● What is being asked
In the article about the bug-eye camera, what field of view can the camera capture?

● Document extract
- Opening Delimiter -

Scientists are working on a new digital camera imitating the eyes of insects and being able to capture an impressive 160-degree field of view. The bug-eye camera consists of 180 tiny lenses stretched along a centimeter-wide curved array, inspired by the eyes of bark beetles and fire ants.
The digital camera was designed by a research team led by University of Illinois scientists whose purpose was to develop a man-made camera able to reveal how insects see the world. Traditional cameras, like the human eye, gather light through a single frontal lens, while other internal lenses focus the light on the film or sensor.
But insects’ eyes work totally differently: they are provided with a vast number of tiny lenses called ommatidia, which break down an image into small pieces. The pieces are then reassembled at the center of the eye to form a larger, more complete image than what humans are able to see.
The system based on insects’ compound eyes presents numerous advantages, including a very wide-angle view and immense depth of field. This depth of field allows the bug-eye camera to focus on objects at different distances at the same time, without the distortion seen in regular cameras.

- Closing Delimiter -

● Entries provided

- Opening Delimiter -

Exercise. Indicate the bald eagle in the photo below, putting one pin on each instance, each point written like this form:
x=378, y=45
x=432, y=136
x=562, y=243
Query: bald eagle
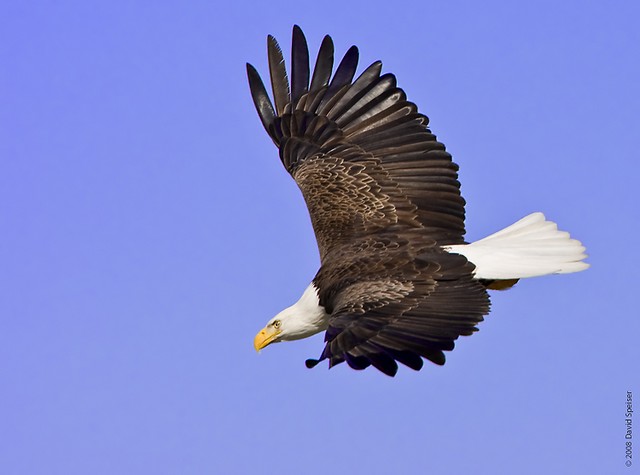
x=397, y=281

- Closing Delimiter -

● Answer box
A 160-degree field of view.